> Texto para leitura:
╭──
Uma visão acerca da conciliação no Novo Código de Processo Civil

Mônica Miranda Gomes de Oliveira, ex-defensora pública do Estado de Mato Grosso, ex-promotora de justiça do Estado do Pará, juíza de direito do Estado do Pará.

O Novo Código de Processo Civil trouxe, logo no artigo 3º, parágrafo 3º, a cultura da pacificação, estimulando os juízes, advogados, defensores públicos e membros do Ministério Público, inclusive no curso do processo judicial.

No caput do referido artigo 3º, o legislador positiva o princípio da inafastabilidade da jurisdição ou do acesso à justiça, que já encontra positivado no artigo n. 5, XXXV, da CF/88, dizendo que não se excluirá da apreciação jurisdicional ameaça ou lesão a direito.

Note-se que o acesso à justiça, nos moldes do Novo Código de Processo Civil, foi oficialmente inaugurada no Poder Judiciário brasileiro pelo Conselho Nacional de Justiça com a Res. 125/2010, que dispõe que “cabe ao Judiciário estabelecer política pública de tratamento adequado dos problemas jurídicos e dos conflitos de interesses, que ocorrem em larga e crescente escala na sociedade, de forma a organizar, em âmbito nacional, não somente os serviços prestados nos processos judiciais, como também os que possam sê-lo mediante outros mecanismos de solução de conflitos, em especial dos consensuais, como a mediação e a conciliação”.

Com a Resolução 125/2010, foi determinando a criação do Núcleo Permanente de Métodos Consensuais de Solução de Conflitos (NUPEMEC[1]), em cada Tribunal de Justiça brasileiro, visando utilizar os métodos alternativos de solução de conflitos como a conciliação e a mediação para proporcionar à sociedade um Judiciário mais célere, que busca solucionar os conflitos de forma preventiva, acarretando a pacificação social. Em contrapartida, para executar as políticas públicas apresentadas pelo NUPEMEC, foi criado os Centros Judiciais de Solução de Controvérsia (CEJUSC).

Nesta esteira, o artigo 3ª informa, ainda, ser permitido a arbitragem, na forma da lei, determinando que o Estado promoverá, sempre que possível, a solução consensual dos conflitos.
╰──
> Tarefa curta 1:
Conte em quantas linhas abaixo aparece a palavra "strap" e responda apenas com o número.

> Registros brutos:
╭──
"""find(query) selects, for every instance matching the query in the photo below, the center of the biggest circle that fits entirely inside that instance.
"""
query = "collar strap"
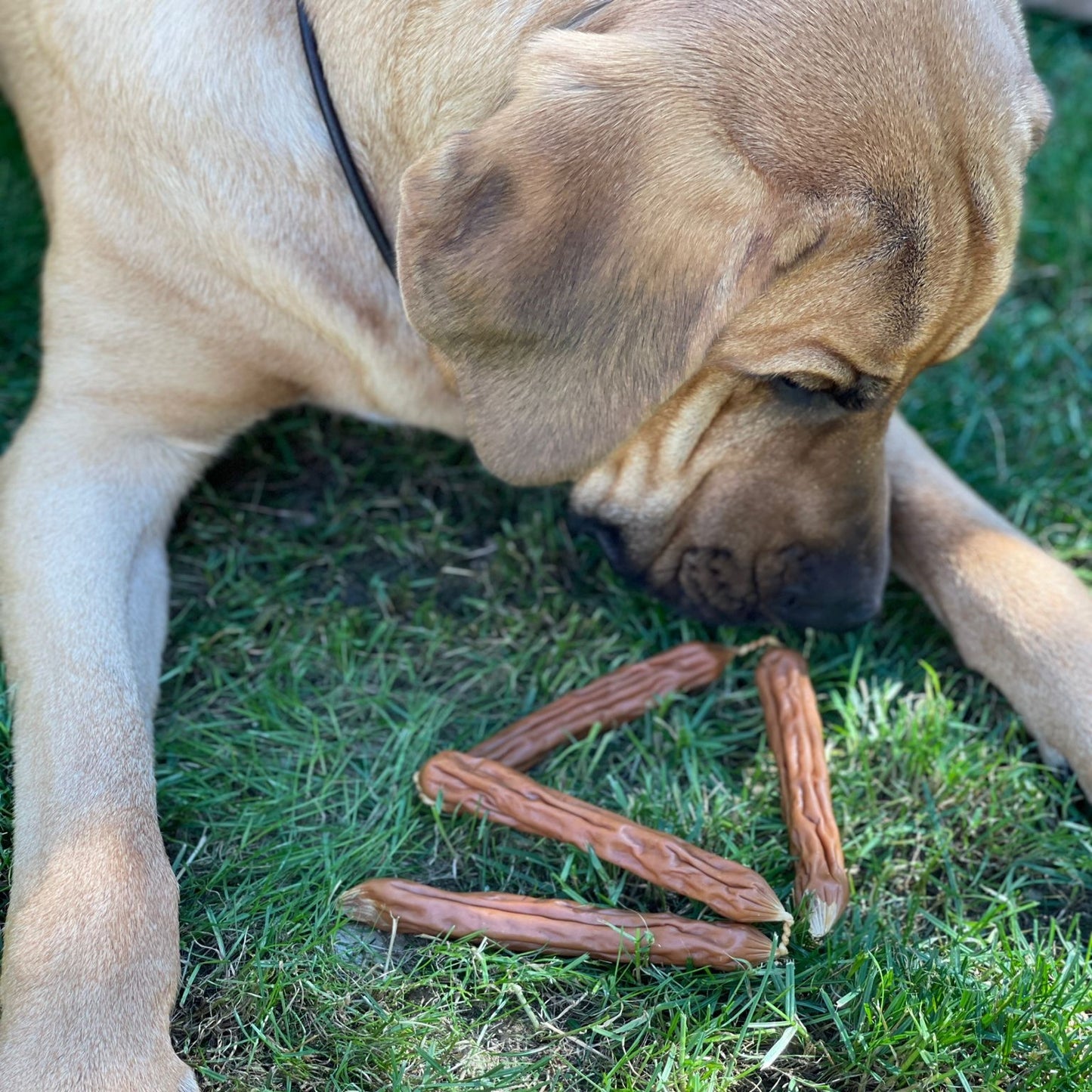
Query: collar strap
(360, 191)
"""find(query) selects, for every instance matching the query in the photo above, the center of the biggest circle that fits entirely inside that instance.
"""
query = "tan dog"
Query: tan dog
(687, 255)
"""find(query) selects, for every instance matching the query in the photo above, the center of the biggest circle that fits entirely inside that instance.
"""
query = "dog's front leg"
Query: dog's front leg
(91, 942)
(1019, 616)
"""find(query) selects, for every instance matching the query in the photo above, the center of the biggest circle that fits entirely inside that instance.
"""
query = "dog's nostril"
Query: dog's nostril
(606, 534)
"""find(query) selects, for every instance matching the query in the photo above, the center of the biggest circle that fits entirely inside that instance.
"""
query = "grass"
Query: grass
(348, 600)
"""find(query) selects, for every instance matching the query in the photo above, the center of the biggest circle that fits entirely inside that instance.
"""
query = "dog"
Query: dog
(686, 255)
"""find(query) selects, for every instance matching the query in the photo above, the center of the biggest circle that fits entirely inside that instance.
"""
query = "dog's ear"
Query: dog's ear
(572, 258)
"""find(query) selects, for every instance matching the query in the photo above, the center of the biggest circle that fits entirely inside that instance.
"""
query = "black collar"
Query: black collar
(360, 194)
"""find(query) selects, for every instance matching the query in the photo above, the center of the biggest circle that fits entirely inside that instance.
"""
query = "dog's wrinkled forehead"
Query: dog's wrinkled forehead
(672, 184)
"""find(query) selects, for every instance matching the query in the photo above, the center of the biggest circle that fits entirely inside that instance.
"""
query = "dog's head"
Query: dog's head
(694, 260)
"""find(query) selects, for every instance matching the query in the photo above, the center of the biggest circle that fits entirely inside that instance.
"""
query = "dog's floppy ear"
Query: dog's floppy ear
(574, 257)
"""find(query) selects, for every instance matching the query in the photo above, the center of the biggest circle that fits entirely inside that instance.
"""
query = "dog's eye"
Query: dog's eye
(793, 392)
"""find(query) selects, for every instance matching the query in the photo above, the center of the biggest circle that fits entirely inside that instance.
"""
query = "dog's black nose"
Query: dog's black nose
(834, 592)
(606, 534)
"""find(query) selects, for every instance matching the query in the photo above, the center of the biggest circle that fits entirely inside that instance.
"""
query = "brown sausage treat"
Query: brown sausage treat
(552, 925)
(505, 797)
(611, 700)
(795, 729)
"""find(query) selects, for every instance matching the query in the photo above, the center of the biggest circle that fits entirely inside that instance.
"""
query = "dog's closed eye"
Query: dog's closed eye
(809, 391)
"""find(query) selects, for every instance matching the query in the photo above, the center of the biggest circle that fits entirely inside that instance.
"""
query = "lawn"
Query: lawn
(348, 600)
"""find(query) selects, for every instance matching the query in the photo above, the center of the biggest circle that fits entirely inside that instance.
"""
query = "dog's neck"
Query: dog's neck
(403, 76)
╰──
> Tarefa curta 2:
Retorne, sem qualquer alteração, o trecho do texto sobre a conciliação que vai de "No caput do" até "lesão a direito.", inclusive.

> Resultado 1:
2

> Resultado 2:
No caput do referido artigo 3º, o legislador positiva o princípio da inafastabilidade da jurisdição ou do acesso à justiça, que já encontra positivado no artigo n. 5, XXXV, da CF/88, dizendo que não se excluirá da apreciação jurisdicional ameaça ou lesão a direito.